_Excerpt to read_

----------

Disaster Preparedness for Seniors
Disasters can strike anytime, anywhere. By their very nature, they are more or less impossible to predict, but with proper planning and preparedness, you can make sure to remain safe through even the worst of them. For seniors living at home, this is especially important, as local officials may not be able to reach you right away, and the conditions outside might make it especially difficult for your friends or family to assist you, or for you to travel out to them.
The first step in any efficient disaster plan is to first get informed. Consider where you live and what kinds of disasters are likely to affect you and interrupt services. If, for example, you live somewhere inland and temperate with very little rainfall, it would not make sense to plan for flooding or snowstorms. Making sure your stockpiles of emergency supplies contains only useful items is the best way to save on space and money.
Food and water are the most obvious and essential items to stockpile, and should be the foundation from which you start. For home stockpiles, having one week of both food and water should be considered a minimum amount to have on hand in the event of an interruption of services. Having one gallon of water, per person, per day, is a good rule of thumb. Water can be purchased and stored in the garage or a closet in either sealed jugs or flats of water bottles, or stored in purpose built containers, like 5 gallon jugs or larger water barrels. For food, canned or dried goods that don’t need to be cooked are best, as your utilities may be compromised.

----------

_Data for review_
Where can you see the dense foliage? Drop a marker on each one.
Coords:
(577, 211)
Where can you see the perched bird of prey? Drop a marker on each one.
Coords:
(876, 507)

----------

_Problems to solve_
• a. In the text on disaster preparedness for seniors, how much water per person per day is given as a good rule of thumb?
• b. Continue the text on disaster preparedness for seniors from where it stops.

_Your written answers_
• a. One gallon per person, per day.

• b.
If evacuation is necessary, then weight and portability must be considered. Enough supplies for 72 hours, or three days, is ideal. For considerations of weight, water treatment products like purification tablets or filtration systems can be a better option than carrying extra water, and pouches of dehydrated food will save weight over canned goods, with the added bonus of being easier to open.
Additional supplies should take into consideration lighting, ideally multiple flashlights or electric lanterns with plenty of batteries, comfort, such as blankets or warm clothing for cold environments, or sunscreen and light clothing for warmer ones, a disaster radio, first aid and medications, and other essentials. Don’t forget about extra food and water for any pets you may have. In the event that you need to shelter in place, odds are you’ll already have most of this stuff anyway. Take this opportunity to either collect it all in one designated place, or make a list of where it can be found so you can quickly assemble a kit if need be.
Coordinate with your friends and family to form a disaster plan where you can all rely on each other as much as possible, too. Having your support network helping to share the concerns of emergency preparedness can make it less burdensome for yourself, as well as helping you rest a little easier knowing you won’t have to be going it alone.